» **Actividades**
[A] ¿Concuerdan con la columna sobre el estallido social estas afirmaciones? Responda sí o no a cada una y cite textualmente las palabras de la columna que lo deciden.
(i) El 18 de octubre de 2019, quien escribe vivía en Santiago.
(ii) Quien escribe trabajaba en un medio de comunicación local.
(iii) Según lo que se ha repetido, los 30 pesos de alza del pasaje fueron la llama que encendió la revuelta.
[B] Responda estas preguntas a partir de la columna sobre el estallido social:
(i) ¿En qué calle vivía quien escribe?
(ii) ¿Qué hace abortar muchas veces la intención de conocer el sur austral?
(iii) ¿Dónde hacía sus compras quien escribe?
[C] Reanude la columna sobre el estallido social a partir de su última oración.

El 18 de octubre de 2019 vivía en Punta Arenas, la hermosa capital regional de Magallanes, la única ciudad chilena en que el sol se asoma cada mañana por la mar rizada por el viento indomable del Estrecho.
Un espectáculo de la geografía patagónica que todas las chilenas y chilenos debieran tener la oportunidad de presenciar. Sé que es difícil para la mayoría, cómo no, si el costo que implica viajar al sur austral, muchas veces aborta la intención de conocer este territorio aún salvaje en muchos aspectos.
Disculpe, lectora y lector, la digresión del tema central de esta columna, pero no puedo escribir sobre lo que vi hace dos años, sin mencionar que era un vecino más, que vivía en la céntrica calle Roca y compraba en un supermercado de Lautaro Navarro.
Por mi trabajo en un medio de comunicación local, fui testigo directo de cómo se fueron desarrollando los hechos que estremecieron a Chile, de norte a sur, a partir del estallido social.
Se ha repetido hasta el hartazgo que la llama que encendió la revuelta, no fueron los 30 pesos de incremento del precio del pasaje de la locomoción colectiva, sino los 30 años de acumulación de injusticias y desigualdades.
Lo que yo sostengo, con absoluta responsabilidad y convencimiento, es que la descomposición del tejido social e institucional era y es de tal magnitud, que se percibía en el aire que la situación no daba para más, aunque algunos todavía insisten en decir que no vieron la ola que se acercaba, cuya fuerza desencadenó un tsunami imposible de atajar, lo que evidencia el divorcio y distanciamiento de los políticos con la realidad.

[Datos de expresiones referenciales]
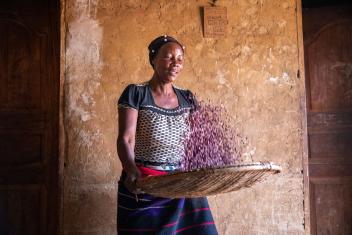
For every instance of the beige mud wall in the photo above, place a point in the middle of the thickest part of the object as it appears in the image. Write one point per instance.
(252, 72)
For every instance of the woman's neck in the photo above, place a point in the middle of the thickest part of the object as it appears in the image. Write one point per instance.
(161, 88)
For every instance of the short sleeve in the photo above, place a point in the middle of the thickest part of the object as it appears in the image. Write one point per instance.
(130, 97)
(192, 100)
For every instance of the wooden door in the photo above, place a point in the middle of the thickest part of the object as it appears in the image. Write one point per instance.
(29, 83)
(328, 65)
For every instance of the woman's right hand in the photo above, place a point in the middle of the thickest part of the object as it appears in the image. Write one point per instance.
(133, 174)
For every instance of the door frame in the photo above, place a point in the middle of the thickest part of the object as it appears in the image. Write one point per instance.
(304, 123)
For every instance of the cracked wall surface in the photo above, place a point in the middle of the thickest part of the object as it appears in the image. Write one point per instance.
(252, 73)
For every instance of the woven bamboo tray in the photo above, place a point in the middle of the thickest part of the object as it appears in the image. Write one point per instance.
(205, 182)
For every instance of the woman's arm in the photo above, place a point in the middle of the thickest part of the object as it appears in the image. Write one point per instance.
(125, 146)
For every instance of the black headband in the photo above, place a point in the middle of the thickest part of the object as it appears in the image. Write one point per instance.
(157, 43)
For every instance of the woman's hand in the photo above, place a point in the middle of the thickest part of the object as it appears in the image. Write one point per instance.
(133, 174)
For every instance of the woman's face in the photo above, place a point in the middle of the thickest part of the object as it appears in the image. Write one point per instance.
(168, 63)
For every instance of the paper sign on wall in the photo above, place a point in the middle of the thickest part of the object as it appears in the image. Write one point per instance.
(215, 22)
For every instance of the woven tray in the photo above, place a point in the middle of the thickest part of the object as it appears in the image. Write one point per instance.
(205, 182)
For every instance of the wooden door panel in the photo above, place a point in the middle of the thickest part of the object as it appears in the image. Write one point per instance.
(328, 66)
(22, 54)
(29, 82)
(330, 79)
(24, 208)
(332, 203)
(330, 145)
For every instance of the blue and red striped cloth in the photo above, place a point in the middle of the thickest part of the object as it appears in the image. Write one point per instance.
(146, 214)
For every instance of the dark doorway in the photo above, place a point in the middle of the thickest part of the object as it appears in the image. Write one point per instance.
(29, 111)
(327, 32)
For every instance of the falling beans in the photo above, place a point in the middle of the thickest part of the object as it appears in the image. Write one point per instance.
(211, 141)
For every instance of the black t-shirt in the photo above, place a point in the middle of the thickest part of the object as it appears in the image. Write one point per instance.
(160, 132)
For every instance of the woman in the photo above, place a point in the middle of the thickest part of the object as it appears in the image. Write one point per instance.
(152, 124)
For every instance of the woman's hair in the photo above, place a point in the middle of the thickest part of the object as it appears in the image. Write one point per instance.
(157, 43)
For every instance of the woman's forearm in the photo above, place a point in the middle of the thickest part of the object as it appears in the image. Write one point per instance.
(125, 150)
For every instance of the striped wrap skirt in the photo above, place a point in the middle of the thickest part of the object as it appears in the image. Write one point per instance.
(146, 214)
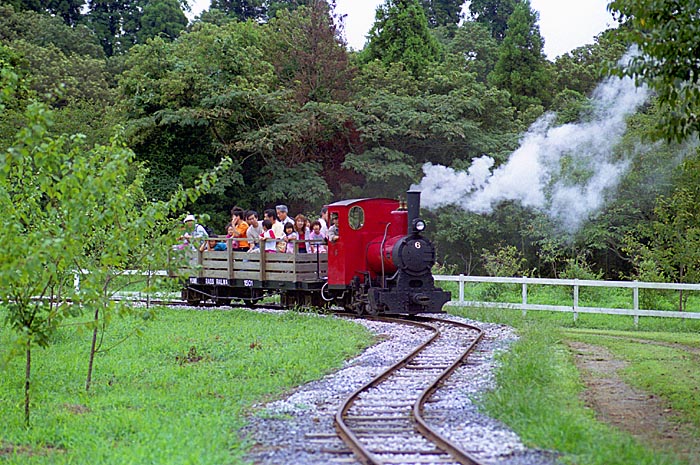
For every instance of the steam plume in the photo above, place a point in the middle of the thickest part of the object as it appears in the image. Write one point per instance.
(534, 174)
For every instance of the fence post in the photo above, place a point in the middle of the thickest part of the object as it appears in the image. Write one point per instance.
(635, 299)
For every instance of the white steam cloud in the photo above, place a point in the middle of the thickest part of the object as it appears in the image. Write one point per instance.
(564, 171)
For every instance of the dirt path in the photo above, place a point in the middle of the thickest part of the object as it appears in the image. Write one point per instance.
(641, 414)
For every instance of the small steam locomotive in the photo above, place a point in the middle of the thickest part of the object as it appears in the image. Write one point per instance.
(380, 264)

» **Respuestas**
[A]
(i) No: «El 18 de octubre de 2019 vivía en Punta Arenas».
(ii) Sí: «Por mi trabajo en un medio de comunicación local».
(iii) No: «no fueron los 30 pesos de incremento del precio del pasaje de la locomoción colectiva, sino los 30 años de acumulación de injusticias y desigualdades».

[B]
(i) En la céntrica calle Roca.
(ii) El costo que implica viajar al sur austral.
(iii) En un supermercado de Lautaro Navarro.

[C]
Aquel viernes 18 vimos por televisión las imágenes de un Santiago que parecía arder por sus cuatro costados, sin que el gobierno se hiciera cargo de la gravedad del asunto. Esa misma noche, Piñera abandonó La Moneda para ir a celebrar el cumpleaños de uno de sus nietos en una pizzería del sector oriente. La insólita imagen, que se viralizó en todas las redes sociales, evidenciaba el desapego del mandatario con la emergencia.
La inusual represión de Carabineros ya cobraba sus primeras víctimas, un preámbulo de lo que vino después y que fue descrito en los informes de al menos cuatro organizaciones, como violación de los derechos fundamentales de los manifestantes, quienes masivamente se volcaron a las calles de todo el país para decir “basta de abusos”.
En Magallanes, el pleno de ministros de la Corte Suprema comenzaba en Punta Arenas su jornada anual de reflexión, lo que tensionó un poco más el ambiente cuando quisieron regresar, sin tener mucha certeza de la profundidad de la crisis.
El estado de emergencia decretado en un primer momento para algunas regiones, no tardó en extenderse a todo el territorio nacional y nuevamente salieron a las calles los militares, una imagen que nos recordó los peores momentos de la dictadura y la fragilidad de nuestra democracia, incapaz de encauzar institucionalmente las demandas ciudadanas.
A dos años de la revuelta, las condiciones que la propiciaron todavía están presentes. Quizás podemos diferir acerca de si fue o no correcta la intensidad de la protesta, pero no de sus causas. Eso no ha variado para nada; la corrupción, la violencia, la discriminación, la injusticia, el saqueo sistemático de las arcas fiscales, los candidatos a cualquier cosa mentirosos, las promesas incumplidas, el narcotráfico, las coimas, la vista gorda, la pobreza, la desigualdad, el abuso de poder, etcétera, etcétera, etcétera, siguen ahí.
Lo distinto, y que nos llena de esperanza, es el trabajo que está realizando la Convención Constitucional, que ha debido sortear todo tipo de obstáculos y el boicot solapado de las fuerzas reaccionarias, que se niegan a aceptar los cambios que exige el pueblo.
Este lunes, en medio de los diferentes actos de conmemoración programados, se iniciará la redacción de una nueva Constitución, que debe contener los sueños de un país más justo, solidario y fraternal.
Octubre es nuestro.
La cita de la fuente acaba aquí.